● What the task requires
Working through the lines below, return each one that holds "tail".

Dataset entries

********

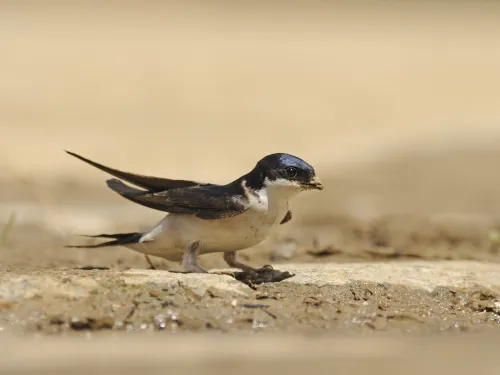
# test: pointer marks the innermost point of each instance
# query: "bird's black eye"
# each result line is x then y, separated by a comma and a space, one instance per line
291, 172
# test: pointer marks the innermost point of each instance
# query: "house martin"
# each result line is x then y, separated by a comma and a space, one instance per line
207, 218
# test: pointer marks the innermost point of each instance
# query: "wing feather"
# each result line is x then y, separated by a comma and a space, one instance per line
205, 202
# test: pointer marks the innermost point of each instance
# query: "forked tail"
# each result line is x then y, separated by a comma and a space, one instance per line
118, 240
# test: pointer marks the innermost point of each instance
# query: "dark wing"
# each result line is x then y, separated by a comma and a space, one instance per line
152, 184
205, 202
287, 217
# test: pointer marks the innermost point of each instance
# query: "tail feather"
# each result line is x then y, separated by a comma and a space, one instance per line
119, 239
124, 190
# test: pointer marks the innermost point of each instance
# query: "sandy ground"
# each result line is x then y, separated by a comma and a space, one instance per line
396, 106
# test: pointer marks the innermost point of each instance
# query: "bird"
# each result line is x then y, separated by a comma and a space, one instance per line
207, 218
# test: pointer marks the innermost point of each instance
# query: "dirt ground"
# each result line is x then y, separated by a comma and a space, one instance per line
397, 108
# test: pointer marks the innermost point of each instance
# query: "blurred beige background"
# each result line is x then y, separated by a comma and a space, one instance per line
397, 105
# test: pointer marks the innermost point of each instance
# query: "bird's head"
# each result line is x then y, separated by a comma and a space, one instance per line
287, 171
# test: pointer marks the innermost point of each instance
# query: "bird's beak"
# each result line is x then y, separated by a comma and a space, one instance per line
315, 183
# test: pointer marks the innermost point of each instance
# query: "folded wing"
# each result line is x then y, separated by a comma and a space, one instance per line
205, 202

********

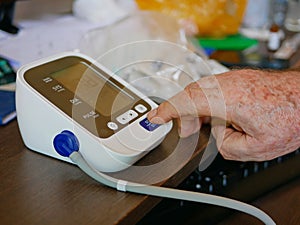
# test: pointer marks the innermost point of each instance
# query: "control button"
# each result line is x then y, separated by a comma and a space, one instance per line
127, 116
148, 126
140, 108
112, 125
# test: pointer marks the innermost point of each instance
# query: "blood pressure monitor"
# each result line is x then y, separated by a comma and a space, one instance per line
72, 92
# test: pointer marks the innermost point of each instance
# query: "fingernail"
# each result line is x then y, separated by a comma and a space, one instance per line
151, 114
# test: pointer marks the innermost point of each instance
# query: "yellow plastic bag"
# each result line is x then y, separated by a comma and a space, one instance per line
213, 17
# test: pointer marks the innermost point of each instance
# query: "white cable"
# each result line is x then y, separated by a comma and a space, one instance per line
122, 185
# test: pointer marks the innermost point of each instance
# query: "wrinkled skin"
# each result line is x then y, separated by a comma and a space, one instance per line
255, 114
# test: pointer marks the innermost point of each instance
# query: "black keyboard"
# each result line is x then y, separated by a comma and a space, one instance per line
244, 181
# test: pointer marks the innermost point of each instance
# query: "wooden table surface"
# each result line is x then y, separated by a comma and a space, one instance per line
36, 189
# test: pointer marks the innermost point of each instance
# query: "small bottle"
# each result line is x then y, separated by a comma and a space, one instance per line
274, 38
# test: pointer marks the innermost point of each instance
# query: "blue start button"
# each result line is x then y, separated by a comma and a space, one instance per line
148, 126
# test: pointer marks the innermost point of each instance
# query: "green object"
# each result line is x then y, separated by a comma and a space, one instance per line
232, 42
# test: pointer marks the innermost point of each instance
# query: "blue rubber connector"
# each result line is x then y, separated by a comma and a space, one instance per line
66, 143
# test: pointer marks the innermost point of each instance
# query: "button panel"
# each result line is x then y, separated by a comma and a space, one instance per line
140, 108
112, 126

********

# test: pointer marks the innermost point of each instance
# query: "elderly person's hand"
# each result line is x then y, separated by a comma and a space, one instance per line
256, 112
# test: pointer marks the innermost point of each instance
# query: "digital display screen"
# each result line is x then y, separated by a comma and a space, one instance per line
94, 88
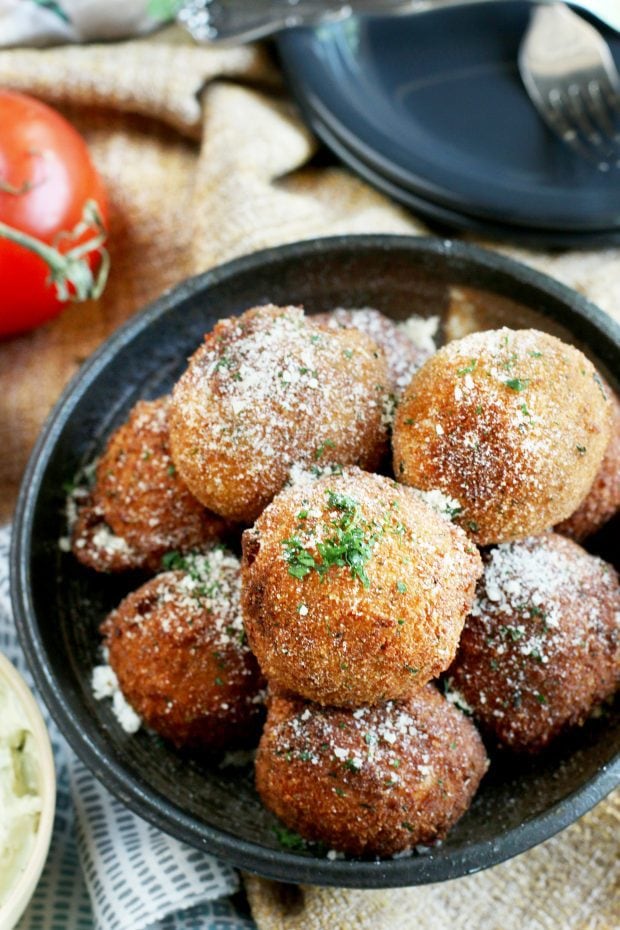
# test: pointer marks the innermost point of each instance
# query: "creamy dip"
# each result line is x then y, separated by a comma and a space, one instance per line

********

● Response
# query: "forked tail"
# query: "tail feather"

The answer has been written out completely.